Directions for this task: Print the listing below from its opening line up to and including the line containing "pixel 355 359", reproducing every line unchanged.

Source material:

☆ ☆ ☆ ☆ ☆ ☆ ☆

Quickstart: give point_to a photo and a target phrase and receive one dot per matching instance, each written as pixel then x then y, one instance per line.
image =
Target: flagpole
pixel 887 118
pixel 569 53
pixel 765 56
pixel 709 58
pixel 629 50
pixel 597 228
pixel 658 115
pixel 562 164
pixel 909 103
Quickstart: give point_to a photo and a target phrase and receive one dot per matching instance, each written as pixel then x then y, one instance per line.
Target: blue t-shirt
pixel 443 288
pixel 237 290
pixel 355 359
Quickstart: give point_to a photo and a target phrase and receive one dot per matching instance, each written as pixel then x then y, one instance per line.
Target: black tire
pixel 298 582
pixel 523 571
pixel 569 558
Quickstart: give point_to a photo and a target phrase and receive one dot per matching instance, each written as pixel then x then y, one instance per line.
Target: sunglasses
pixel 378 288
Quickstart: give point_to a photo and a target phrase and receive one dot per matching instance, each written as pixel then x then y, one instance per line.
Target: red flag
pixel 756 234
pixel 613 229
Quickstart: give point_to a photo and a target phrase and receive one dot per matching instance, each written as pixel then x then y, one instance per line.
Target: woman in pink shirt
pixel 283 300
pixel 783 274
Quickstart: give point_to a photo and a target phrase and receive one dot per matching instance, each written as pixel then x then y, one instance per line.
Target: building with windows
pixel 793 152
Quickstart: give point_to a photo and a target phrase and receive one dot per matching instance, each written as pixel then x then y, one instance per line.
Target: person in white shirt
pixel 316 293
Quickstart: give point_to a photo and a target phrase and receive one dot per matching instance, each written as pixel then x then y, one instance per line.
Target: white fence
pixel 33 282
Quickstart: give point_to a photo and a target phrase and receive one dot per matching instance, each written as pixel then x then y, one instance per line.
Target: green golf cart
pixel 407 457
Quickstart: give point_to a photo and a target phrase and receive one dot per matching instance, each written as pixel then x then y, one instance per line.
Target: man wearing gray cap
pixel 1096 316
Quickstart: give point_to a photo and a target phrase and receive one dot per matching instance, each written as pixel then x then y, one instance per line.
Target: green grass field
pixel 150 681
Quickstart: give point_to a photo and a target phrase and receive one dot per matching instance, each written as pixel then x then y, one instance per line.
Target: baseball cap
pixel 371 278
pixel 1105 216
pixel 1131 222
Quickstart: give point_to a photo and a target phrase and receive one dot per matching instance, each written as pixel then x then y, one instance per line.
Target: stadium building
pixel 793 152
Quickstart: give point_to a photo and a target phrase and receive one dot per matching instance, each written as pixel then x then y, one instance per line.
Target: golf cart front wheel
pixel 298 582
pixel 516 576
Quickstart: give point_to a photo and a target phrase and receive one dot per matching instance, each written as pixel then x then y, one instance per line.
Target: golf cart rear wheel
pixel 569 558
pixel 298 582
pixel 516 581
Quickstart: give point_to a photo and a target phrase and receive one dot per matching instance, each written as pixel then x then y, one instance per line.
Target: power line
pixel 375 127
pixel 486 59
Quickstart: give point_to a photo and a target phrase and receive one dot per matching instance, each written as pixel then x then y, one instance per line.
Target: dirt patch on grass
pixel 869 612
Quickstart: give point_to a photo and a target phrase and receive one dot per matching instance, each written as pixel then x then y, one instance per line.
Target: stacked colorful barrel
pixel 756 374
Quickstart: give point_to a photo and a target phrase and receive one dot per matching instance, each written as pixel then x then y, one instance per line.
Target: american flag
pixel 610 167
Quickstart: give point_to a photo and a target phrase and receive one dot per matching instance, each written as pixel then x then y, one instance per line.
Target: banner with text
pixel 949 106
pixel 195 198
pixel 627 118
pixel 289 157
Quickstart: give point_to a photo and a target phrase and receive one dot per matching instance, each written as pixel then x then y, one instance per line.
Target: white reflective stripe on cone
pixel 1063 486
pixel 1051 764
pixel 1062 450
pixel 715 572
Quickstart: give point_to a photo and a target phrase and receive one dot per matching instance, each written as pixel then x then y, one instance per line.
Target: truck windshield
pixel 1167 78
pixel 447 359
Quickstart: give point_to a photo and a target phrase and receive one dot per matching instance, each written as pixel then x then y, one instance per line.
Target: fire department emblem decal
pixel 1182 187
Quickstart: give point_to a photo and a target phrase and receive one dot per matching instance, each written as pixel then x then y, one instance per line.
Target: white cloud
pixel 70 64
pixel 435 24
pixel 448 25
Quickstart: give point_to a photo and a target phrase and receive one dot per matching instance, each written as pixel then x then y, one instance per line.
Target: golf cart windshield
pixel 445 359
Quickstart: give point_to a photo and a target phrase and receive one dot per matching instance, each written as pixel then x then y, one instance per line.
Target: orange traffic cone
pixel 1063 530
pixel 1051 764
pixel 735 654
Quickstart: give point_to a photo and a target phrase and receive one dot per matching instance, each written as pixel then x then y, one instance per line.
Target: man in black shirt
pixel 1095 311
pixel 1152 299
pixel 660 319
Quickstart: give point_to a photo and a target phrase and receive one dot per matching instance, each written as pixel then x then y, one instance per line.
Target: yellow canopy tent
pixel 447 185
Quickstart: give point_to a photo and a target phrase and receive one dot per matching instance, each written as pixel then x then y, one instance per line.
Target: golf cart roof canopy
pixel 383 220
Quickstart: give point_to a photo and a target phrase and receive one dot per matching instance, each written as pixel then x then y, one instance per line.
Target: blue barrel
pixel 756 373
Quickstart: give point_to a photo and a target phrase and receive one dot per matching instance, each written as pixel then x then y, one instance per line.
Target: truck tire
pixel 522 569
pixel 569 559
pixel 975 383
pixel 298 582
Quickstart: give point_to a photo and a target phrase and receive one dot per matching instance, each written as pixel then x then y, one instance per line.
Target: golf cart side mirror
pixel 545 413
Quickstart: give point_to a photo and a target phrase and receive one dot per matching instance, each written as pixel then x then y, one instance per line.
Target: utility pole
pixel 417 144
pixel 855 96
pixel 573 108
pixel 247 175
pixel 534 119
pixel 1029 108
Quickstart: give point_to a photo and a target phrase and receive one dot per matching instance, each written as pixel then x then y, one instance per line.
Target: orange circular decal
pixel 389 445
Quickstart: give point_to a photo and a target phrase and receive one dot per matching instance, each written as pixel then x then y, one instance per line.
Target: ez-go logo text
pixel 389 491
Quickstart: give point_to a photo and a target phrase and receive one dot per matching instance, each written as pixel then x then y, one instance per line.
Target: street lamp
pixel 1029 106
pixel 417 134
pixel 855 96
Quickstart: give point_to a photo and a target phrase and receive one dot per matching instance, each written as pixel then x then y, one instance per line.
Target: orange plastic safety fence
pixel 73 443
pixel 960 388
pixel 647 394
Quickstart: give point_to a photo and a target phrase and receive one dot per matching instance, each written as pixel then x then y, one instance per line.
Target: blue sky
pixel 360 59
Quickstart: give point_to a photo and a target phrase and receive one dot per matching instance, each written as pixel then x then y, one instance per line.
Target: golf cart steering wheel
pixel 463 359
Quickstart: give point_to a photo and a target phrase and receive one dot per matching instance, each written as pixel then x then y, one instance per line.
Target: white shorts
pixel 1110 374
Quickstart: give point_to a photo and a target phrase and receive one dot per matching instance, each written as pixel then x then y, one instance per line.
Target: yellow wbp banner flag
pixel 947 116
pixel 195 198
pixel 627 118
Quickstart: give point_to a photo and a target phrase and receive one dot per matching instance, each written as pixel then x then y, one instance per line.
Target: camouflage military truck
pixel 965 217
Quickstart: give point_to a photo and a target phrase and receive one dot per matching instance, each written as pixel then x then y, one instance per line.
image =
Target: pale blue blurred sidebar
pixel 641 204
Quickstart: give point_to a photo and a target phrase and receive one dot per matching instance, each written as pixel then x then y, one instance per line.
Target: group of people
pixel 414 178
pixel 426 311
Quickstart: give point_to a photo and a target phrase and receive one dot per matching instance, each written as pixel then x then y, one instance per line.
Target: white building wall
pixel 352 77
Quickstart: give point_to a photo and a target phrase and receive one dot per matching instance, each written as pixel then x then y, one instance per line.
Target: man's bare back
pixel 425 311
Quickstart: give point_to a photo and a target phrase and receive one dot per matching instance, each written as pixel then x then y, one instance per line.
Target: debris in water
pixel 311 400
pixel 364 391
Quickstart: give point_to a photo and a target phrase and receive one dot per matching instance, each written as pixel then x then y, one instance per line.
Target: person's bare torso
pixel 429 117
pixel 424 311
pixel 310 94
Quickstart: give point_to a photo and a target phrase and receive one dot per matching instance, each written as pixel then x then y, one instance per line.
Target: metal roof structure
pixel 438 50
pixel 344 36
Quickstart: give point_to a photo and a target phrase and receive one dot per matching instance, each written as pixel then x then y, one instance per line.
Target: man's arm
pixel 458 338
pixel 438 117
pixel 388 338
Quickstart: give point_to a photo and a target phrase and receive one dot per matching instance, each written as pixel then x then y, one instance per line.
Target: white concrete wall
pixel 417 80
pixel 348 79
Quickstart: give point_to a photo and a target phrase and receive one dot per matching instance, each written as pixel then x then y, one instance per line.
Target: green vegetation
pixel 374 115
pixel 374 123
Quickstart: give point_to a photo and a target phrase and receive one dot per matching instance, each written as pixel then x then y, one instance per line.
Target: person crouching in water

☆ ☆ ☆ ☆ ☆ ☆ ☆

Finished answer:
Quickstart: give point_to a photo and a target phrase and receive one dot per matching instance, each written as pixel then x then y, one instance per line.
image =
Target: flagpole
pixel 887 118
pixel 569 53
pixel 765 56
pixel 709 58
pixel 629 50
pixel 597 228
pixel 658 115
pixel 562 164
pixel 909 103
Quickstart: give point_to a photo and a target phrase and receive one dot per matching instance, each written as pixel then x then y, one instance per line.
Target: blue t-shirt
pixel 443 288
pixel 237 290
pixel 355 359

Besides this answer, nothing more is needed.